======== Text excerpt ========

Dunston Checks In is a 1996 Canadian-American children's comedy film directed by Ken Kwapis. The film stars Eric Lloyd, Graham Sack, Jason Alexander, Faye Dunaway, Rupert Everett, Paul Reubens, Glenn Shadix, and Sam the Orangutan as Dunston. The film received negative reviews and was a box office bomb, only grossing $10 million against a budget of $16 million.

Plot
Lionel Spalding (Glenn Shadix) and his dog Neil arrive at the prestigious, five-star Majestic Hotel where, due to a prank by Kyle Grant (Eric Lloyd) and his older brother Brian (Graham Sack), an overflowing fountain accidentally drenches him, greatly frustrating the hotel manager and the boys' widowed father Robert (Jason Alexander). He is disappointed with the boys but they are guaranteed a vacation in Barbados afterward, only for the ruthless, haughty hotel owner, Elena Dubrow (Faye Dunaway), to force them to cancel the trip for a third time, due to the upcoming Crystal Ball where one of the guests is revealed to be a critic from the Le Monde Traveller Organization who they hope will reward the Majestic with a sixth star.

At that moment, "Lord" Rutledge (Rupert Everett), a jewel thief whom Mrs. Dubrow believes is the critic, arrives with an orangutan named Dunston, intending to steal the guests' jewelry. Dunston and his deceased brother Samson were both trained in thievery their entire lives, and Dunston has been wanting to escape from Rutledge's poor treatment and life of crime ever since.

Meanwhile, Rutledge distracts and causes Kyle to accidentally set a sterling rope mini-pulley free from his hand where Brian falls down and out from a laundry chute. Dunston flees from Rutledge and is later found by Kyle, who befriends the poor orangutan and promises to keep him safe. However, Dunston soon begins causing disruption in the hotel such as ruining Spalding's workout and interfering with Mrs. Angela Dellacroce's massage. After realizing Dunston's presence, Robert calls for an animal control specialist named Buck LaFarge (Paul Reubens) to remove Dunston from the hotel.

======== Provided information ========

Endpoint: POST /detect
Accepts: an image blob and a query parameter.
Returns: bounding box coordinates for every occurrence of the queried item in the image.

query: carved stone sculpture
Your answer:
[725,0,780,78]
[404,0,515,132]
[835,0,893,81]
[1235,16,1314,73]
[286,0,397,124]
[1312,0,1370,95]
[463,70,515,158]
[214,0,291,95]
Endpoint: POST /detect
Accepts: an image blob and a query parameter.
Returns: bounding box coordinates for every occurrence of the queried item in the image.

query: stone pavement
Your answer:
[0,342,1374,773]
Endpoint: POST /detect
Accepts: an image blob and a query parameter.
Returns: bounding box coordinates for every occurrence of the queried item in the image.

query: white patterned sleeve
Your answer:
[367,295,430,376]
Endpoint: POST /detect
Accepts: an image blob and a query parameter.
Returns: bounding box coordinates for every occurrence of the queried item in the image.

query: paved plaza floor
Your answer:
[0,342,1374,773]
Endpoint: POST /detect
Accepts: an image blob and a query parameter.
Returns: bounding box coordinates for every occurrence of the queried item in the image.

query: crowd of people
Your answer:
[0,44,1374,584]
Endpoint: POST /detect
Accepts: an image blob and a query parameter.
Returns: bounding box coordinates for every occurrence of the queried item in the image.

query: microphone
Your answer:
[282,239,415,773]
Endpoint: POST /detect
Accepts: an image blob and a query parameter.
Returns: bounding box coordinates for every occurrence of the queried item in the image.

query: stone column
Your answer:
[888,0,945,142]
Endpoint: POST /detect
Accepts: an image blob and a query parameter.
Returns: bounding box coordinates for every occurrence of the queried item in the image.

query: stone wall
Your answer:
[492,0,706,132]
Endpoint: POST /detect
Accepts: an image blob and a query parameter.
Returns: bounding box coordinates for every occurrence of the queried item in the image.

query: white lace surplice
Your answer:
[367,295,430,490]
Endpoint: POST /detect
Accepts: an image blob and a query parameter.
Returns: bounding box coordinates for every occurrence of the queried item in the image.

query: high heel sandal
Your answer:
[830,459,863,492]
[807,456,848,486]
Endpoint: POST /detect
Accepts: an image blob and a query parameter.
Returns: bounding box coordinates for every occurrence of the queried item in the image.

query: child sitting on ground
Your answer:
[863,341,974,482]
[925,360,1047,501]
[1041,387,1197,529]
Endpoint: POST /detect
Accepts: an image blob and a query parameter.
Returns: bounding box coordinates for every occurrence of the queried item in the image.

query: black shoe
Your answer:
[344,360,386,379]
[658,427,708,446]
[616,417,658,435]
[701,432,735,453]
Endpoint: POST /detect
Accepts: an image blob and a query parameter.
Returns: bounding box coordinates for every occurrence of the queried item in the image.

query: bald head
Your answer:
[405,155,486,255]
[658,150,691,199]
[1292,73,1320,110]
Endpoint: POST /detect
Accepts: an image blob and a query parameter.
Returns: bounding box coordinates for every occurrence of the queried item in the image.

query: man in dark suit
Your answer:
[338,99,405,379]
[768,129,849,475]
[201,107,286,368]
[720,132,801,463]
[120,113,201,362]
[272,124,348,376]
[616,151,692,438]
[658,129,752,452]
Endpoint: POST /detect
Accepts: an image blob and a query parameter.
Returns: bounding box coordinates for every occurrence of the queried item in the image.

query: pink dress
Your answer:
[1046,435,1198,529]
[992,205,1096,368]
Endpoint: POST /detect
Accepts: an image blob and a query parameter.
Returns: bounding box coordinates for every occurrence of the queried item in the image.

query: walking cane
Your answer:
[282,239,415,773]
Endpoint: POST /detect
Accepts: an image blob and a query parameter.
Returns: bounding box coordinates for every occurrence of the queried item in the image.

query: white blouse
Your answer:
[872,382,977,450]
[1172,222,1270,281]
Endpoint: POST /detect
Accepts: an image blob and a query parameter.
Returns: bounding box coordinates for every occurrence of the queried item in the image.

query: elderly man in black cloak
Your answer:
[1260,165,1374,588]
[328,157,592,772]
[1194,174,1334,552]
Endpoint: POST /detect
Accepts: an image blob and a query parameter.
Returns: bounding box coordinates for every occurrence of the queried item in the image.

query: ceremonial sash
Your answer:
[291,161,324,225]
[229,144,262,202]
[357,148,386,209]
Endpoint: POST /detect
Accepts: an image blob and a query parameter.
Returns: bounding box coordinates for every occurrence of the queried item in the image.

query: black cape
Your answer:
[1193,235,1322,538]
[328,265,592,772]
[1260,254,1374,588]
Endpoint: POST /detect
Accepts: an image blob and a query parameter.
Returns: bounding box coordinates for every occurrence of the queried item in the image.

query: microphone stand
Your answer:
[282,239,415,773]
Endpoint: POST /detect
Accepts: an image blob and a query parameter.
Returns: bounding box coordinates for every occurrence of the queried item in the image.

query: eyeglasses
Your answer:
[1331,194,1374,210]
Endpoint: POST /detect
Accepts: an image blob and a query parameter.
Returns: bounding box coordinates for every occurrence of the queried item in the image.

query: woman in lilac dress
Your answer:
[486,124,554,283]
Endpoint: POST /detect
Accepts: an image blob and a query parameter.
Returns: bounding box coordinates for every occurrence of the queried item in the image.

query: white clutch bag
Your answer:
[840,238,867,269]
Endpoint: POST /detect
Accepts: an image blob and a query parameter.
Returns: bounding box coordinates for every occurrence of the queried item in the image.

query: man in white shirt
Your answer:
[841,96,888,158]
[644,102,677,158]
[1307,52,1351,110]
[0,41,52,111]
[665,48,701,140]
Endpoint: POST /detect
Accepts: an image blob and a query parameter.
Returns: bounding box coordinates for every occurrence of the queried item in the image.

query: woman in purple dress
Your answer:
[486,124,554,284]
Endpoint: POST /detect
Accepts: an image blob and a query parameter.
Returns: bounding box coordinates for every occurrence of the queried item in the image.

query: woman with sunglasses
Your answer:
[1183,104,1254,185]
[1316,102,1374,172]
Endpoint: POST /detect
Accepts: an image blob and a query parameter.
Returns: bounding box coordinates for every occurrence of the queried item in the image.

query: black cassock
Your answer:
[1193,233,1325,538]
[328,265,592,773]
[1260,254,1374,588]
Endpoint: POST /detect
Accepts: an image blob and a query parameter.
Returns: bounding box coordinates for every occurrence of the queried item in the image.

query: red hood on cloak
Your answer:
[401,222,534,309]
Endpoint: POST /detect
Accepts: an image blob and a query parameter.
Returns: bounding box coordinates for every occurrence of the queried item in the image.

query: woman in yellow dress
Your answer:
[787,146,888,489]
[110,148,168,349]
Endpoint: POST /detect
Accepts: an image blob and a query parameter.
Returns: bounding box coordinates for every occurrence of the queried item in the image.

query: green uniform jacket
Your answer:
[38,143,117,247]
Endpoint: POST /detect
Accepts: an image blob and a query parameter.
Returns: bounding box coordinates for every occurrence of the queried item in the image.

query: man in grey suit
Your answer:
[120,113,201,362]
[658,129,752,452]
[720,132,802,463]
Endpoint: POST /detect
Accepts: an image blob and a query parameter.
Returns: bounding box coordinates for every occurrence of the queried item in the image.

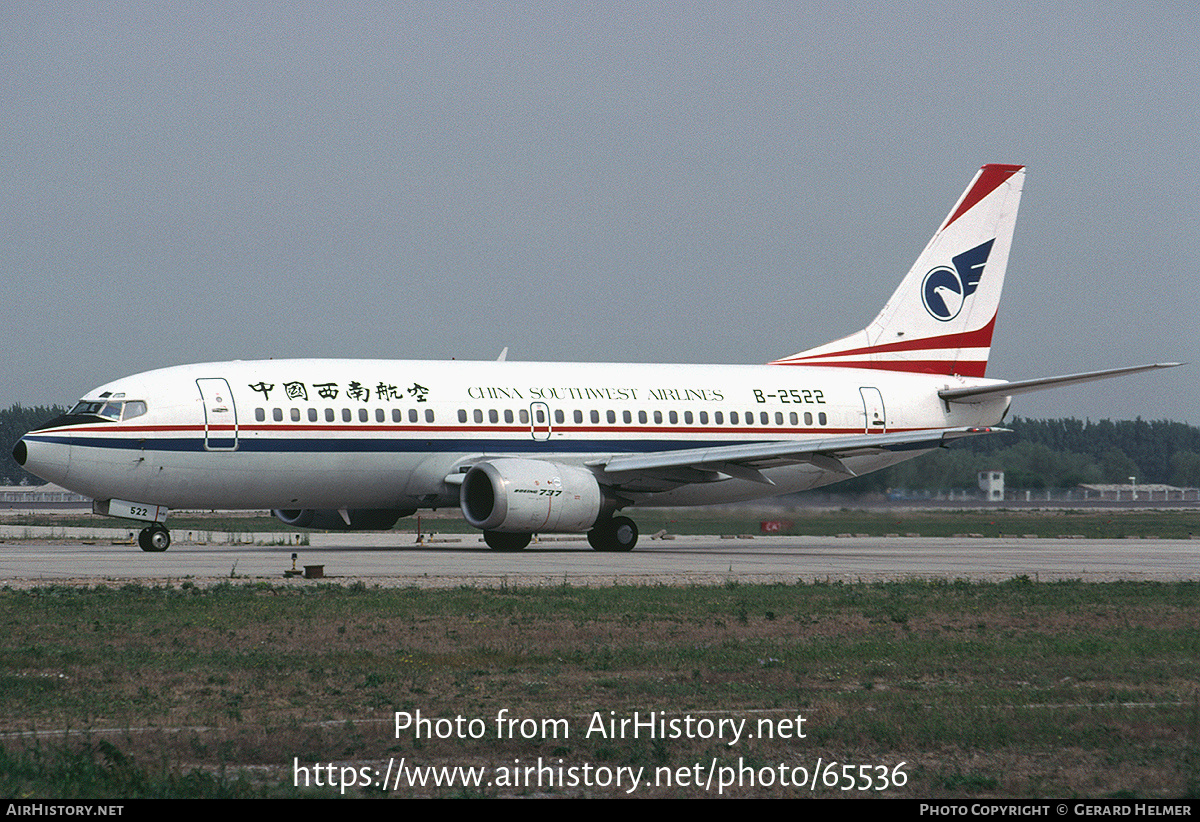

========

* [Task 1]: Name every star listed in the opening paragraph of the Dunston Checks In text.
* [Task 2]: Retype the stretch of the records from their first line through the line containing "[888,0,945,142]", both included.
The records are unrelated to the text about the film.

* [Full response 1]: Eric Lloyd, Graham Sack, Jason Alexander, Faye Dunaway, Rupert Everett, Paul Reubens, Glenn Shadix, and Sam the Orangutan

* [Full response 2]:
Endpoint: POST /detect
Accepts: an image blob and a query parameter.
Returns: bounding box coordinates for every occurrence of the queried item in the image.

query: carved stone sculpture
Your answer:
[725,0,780,78]
[404,0,515,132]
[835,0,893,81]
[1235,16,1314,73]
[286,0,397,124]
[1312,0,1370,95]
[463,70,515,158]
[214,0,291,95]
Endpoint: POST /detect
Accepts: an image blob and a query parameter.
Returns: bounding box coordinates for every occurrence of the queried item in the image.

query: stone pavement
Your answer:
[0,342,1374,773]
Endpoint: POST /detect
Accepts: an image blob and a query parameter.
Returns: bounding box coordinates for every occurrence of the queried item in the image.

query: white patterned sleeve
Your answer:
[367,295,430,376]
Endpoint: POST /detect
Accepts: an image blob and a query parameter.
Returns: bounding box coordinates for every occurrence of the queried item in the image.

query: paved plaza floor
Your answer:
[0,342,1374,773]
Endpoint: POST /detect
Accepts: an image blob and a query parameter.
Returns: bounding box coordinates for every occurrence of the queried item in the image.

query: crowd of people
Your answer:
[0,44,1374,584]
Endpoint: POST /detect
Accepts: an image blob and a query parameter.
Returns: bounding box coordinates for every occurrence of the queried item in the image.

query: microphone
Your answer:
[282,239,415,773]
Endpoint: POST /detect
Accepts: an image blob and a query parameter.
Returns: bounding box coordinates for every occurrence of the queried item in the image.

query: stone column
Your answer:
[888,0,945,142]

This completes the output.